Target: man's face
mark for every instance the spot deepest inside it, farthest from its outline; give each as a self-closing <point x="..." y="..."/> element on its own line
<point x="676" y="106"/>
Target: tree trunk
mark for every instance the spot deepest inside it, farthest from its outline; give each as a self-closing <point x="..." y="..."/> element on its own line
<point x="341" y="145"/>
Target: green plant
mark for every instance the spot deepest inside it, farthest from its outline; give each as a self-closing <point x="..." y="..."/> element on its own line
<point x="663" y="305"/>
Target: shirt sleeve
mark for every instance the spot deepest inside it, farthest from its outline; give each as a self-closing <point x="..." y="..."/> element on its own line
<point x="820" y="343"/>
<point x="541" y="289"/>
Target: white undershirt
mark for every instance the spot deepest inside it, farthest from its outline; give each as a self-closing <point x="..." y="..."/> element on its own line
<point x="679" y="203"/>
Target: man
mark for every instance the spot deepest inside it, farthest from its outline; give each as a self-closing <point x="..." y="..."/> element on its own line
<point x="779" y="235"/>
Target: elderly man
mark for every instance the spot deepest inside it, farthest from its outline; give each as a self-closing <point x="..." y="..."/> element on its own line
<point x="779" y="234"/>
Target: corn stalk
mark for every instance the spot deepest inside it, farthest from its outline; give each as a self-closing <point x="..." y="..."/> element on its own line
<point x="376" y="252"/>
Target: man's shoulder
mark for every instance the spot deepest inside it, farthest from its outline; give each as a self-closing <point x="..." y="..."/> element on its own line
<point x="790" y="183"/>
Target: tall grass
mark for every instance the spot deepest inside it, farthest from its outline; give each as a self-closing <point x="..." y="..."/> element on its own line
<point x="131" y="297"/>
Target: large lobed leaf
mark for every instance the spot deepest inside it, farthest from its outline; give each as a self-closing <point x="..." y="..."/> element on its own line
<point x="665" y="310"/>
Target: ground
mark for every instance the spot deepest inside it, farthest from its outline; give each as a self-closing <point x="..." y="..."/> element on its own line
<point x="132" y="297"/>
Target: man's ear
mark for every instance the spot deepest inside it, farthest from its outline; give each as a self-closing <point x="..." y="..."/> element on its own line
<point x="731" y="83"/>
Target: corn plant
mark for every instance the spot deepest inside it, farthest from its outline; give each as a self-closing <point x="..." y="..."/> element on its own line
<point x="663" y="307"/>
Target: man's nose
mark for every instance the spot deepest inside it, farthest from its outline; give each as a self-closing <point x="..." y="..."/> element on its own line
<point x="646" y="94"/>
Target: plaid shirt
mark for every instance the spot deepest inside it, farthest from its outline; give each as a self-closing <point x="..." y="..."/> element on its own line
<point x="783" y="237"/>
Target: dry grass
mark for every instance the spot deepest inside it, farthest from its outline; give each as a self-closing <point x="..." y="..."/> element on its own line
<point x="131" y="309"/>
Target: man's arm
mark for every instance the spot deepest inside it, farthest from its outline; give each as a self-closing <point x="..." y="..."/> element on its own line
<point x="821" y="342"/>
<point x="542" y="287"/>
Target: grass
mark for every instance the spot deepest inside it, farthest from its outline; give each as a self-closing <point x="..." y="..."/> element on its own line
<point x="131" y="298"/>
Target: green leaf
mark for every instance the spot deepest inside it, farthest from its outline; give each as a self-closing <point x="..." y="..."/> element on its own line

__The problem__
The records above need to be retyped in full, exactly as given.

__Response for this exercise__
Target: man's face
mark for every instance the spot deepest inside it, farthest from its outline; give each as a self-closing <point x="..." y="..."/> element on its own line
<point x="676" y="106"/>
Target: tree trunk
mark for every instance the spot deepest inside it, farthest from its outline; give each as a self-closing <point x="..." y="..."/> element on its own line
<point x="341" y="145"/>
Target: green plant
mark for every instance the spot deepest inside it, farthest from its outline; give each as a self-closing <point x="..." y="..."/> element on its own line
<point x="663" y="305"/>
Target: shirt sleeve
mark for every instance the spot deepest inside it, farthest from its outline; give each as a self-closing <point x="..." y="..."/> element on its own line
<point x="820" y="343"/>
<point x="541" y="289"/>
Target: white undershirt
mark for every instance the spot deepest inside it, farthest from its outline; give each as a self-closing <point x="..." y="..."/> element on its own line
<point x="679" y="203"/>
Target: man
mark for every instance the spot deepest inside it, farthest from its outline; give each as a self-closing <point x="..." y="..."/> element on its own line
<point x="779" y="235"/>
Target: elderly man
mark for every instance the spot deepest inside it, farthest from its outline; give each as a self-closing <point x="..." y="..."/> element on its own line
<point x="779" y="234"/>
Target: corn stalk
mark for every instance the spot deepest inside it, farthest from its outline; give each as a self-closing <point x="..." y="..."/> element on its own line
<point x="376" y="252"/>
Target: man's shoulder
mark for every instance the spot deepest inside it, farthest from its outline; give each as a self-closing <point x="..." y="..."/> element on its own line
<point x="790" y="183"/>
Target: tall grass
mark for every instance the spot deepest inside it, farthest from its outline; give each as a self-closing <point x="..." y="..."/> element on its own line
<point x="131" y="297"/>
Target: large lobed leaf
mark for every instance the spot deepest inside it, farthest from its outline; give each as a self-closing <point x="..." y="..."/> element on its own line
<point x="665" y="310"/>
Target: ground
mark for every instance the spot deepest inside it, farthest from its outline; give each as a self-closing <point x="..." y="..."/> element on its own line
<point x="132" y="297"/>
Target: man's ear
mark for every instance the spot deepest inside it, farthest from its outline; give each as a self-closing <point x="..." y="..."/> element on its own line
<point x="731" y="83"/>
Target: corn plant
mark for every instance the spot deepest inside it, farthest from its outline; give each as a self-closing <point x="..." y="..."/> element on its own line
<point x="663" y="307"/>
Target: man's nose
mark for every instance the spot deepest inside it, farthest from its outline; give each as a self-closing <point x="..." y="..."/> element on its own line
<point x="646" y="94"/>
Target: plaid shirt
mark for every instance the spot deepest inside it, farthest from its outline; give each as a self-closing <point x="..." y="..."/> element on its own line
<point x="783" y="237"/>
Target: dry grass
mark for every instance the spot deepest inside it, farthest from its outline; give each as a self-closing <point x="..." y="..."/> element on its own line
<point x="131" y="309"/>
Target: man's arm
mark for every instance the spot deepest inside it, farthest from its outline; give each as a self-closing <point x="..." y="..."/> element on its own line
<point x="821" y="342"/>
<point x="542" y="287"/>
Target: grass
mark for every instance the spot deepest inside it, farthest from its outline; give each as a self-closing <point x="..." y="..."/> element on its own line
<point x="131" y="298"/>
Target: green leaf
mark for every instance the spot deepest inside it, farthest from its outline; give each as a self-closing <point x="..." y="..."/> element on its own line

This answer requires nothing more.